**SUPPLIED MATERIAL:**

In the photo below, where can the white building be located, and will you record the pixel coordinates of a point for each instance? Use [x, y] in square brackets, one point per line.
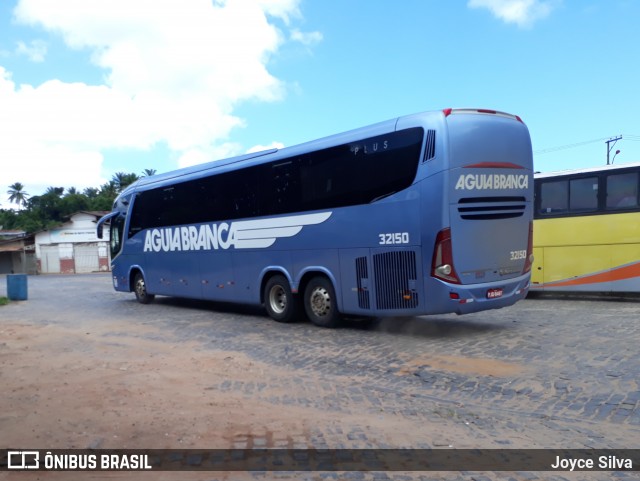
[73, 247]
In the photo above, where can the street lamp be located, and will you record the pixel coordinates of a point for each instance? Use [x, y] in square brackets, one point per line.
[609, 147]
[614, 155]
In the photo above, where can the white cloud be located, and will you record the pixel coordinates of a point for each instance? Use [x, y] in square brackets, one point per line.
[174, 72]
[35, 51]
[306, 38]
[521, 12]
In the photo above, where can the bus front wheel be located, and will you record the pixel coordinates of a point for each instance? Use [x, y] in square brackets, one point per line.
[140, 289]
[320, 303]
[279, 301]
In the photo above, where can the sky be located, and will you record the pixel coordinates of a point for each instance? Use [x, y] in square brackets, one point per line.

**YOUR ASSIGNMENT:** What the task needs is the material above repeated exactly, pictures excepted.

**SOLUTION TO THIS EXERCISE:**
In the photo below, where can the white building be located, and will you record the pixel coordinates of a point for each instance? Use [x, y] in square brackets, one point per line.
[73, 247]
In the photo above, where can the street lamp be located, and will you record the pixel coordinates of a point for each instance? Use [x, y] in square brackets, one point per line.
[609, 147]
[614, 155]
In the photo above, where can the white cloud be located, and will you record the pixel coordinates of a point for each instance? Use [x, y] in square brackets, one point per line.
[174, 72]
[35, 51]
[306, 38]
[521, 12]
In the photo above, where can the bus front wheel be located, and will you record the pixel coordinates of a point for each instance? Use [x, y] in square brackets, one point per line.
[140, 289]
[320, 303]
[279, 301]
In the photo above, where can the sky be located, and will you record the pixel coordinates of a point for each instance? Use [x, y] in square brackets, one point per line.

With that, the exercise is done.